▶ Travail demandé:
**1.** Pouvez-vous reprendre le texte sur la vie des femmes en Inde en commençant par « Parler de responsabilisation » et en allant jusqu'à « tous les jours. », mais en substituant « autonomisation » à « responsabilisation » ?
**2.** Pouvez-vous rédiger la suite du texte sur la vie des femmes en Inde, à partir de l'endroit où il s'arrête ?

▶ Texte de la page:
---
Parler de responsabilisation est bizarre,
parce que quand on parle
de responsabilisation,
ce qui nous affecte le plus
ce sont les histoires.
Je vais donc commencer avec une histoire
de la vie de tous les jours.
Qu'est-ce que c'est vraiment
que d'être une femme en Inde ?
J'ai passé les 27 dernières
années de ma vie en Inde,
j'ai vécu dans trois petites villes,
deux villes majeures,
et j'ai eu plusieurs expériences.
Quand j'avais 7 ans,
un tuteur privé qui venait chez moi
pour me donner des cours
de mathématiques m'a molestée.
Il passait ses mains sous ma jupe.
Il passait ses mains sous ma jupe
et il me disait qu'il savait
comment me faire me sentir bien.
À 17 ans, un garçon de mon lycée
a fait circuler un email,
détaillant toutes les choses
sexuellement agressives
qu'il pouvait me faire,
parce que je ne lui accordais pas
d'attention.
À 19 ans, j'ai aidé une amie
que les parents avaient forcée
à se marier à un homme plus âgé,
à s'échapper d'un mariage abusif.
---
▶ Données affichées:
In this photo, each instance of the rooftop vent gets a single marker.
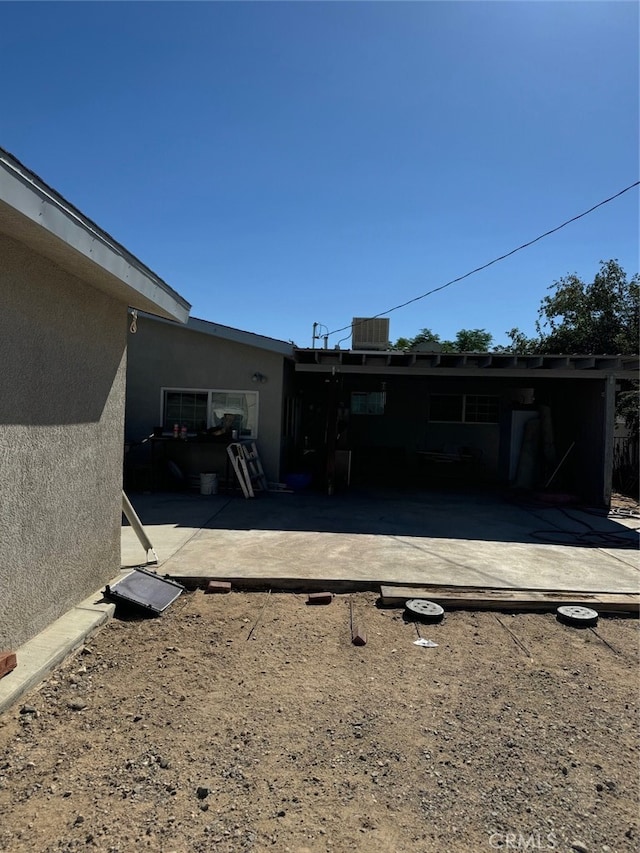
(370, 333)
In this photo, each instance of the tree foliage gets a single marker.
(466, 340)
(600, 317)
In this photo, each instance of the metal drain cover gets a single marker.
(425, 610)
(580, 617)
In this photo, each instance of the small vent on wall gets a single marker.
(370, 333)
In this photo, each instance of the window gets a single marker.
(464, 408)
(367, 402)
(446, 408)
(480, 409)
(200, 410)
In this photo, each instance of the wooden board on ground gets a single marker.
(510, 599)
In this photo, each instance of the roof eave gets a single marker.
(35, 215)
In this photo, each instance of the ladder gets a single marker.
(245, 459)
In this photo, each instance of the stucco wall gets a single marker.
(62, 385)
(171, 356)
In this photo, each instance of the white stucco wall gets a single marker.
---
▶ Résultats de l'exercice:
**1.**
Parler de autonomisation est bizarre,
parce que quand on parle
de autonomisation,
ce qui nous affecte le plus
ce sont les histoires.
Je vais donc commencer avec une histoire
de la vie de tous les jours.

**2.**
À 21 ans, alors que mon amie et moi
marchions dans la rue un après-midi,
un homme a baissé son pantalon
et s'est masturbé devant nous.
Nous avons appelé à l'aide
et personne n'est venu.
À 25 ans, alors que je rentrais
chez moi à pied un soir,
deux hommes sur une moto
m'ont attaquée.
J'ai passé deux nuits à l'hôpital
à récupérer du traumatisme
et des blessures.
Au cours de ma vie, j'ai vu des femmes --
de ma famille, des amies, des collègues --
vivre ces expériences,
et elles en parlaient rarement.
Pour résumer, la vie
en Inde n'est pas facile.
Mais aujourd'hui je ne vais pas
vous parler de cette peur.
Je vais vous parler d'un chemin
d'apprentissage intéressant
sur lequel cette peur m'a conduite.
Ce qu'il s'est passé une nuit
de décembre 2012 a changé ma vie.
Une jeune fille,
une étudiante de 23 ans,
a pris un bus à Delhi avec un ami.
Il y avait six hommes dans ce bus,
de jeunes hommes que vos pourriez
rencontrer tous les jours en Inde,
et le récit de ce qui a suivi,
à vous faire froid dans le dos,
les médias indiens et internationaux
en ont fait l'étalage encore et encore.
Cette fille a été violée à répétition,
pénétrée de force avec une tige émoussée,
battue, mordue, et laissée pour morte.
Son ami a été bâillonné,
attaqué, et assommé.
Elle est morte le 29 décembre.
Et à un moment où la plupart d'entre nous
se préparaient pour accueillir
la nouvelle année,
l'Inde a plongé dans l'obscurité.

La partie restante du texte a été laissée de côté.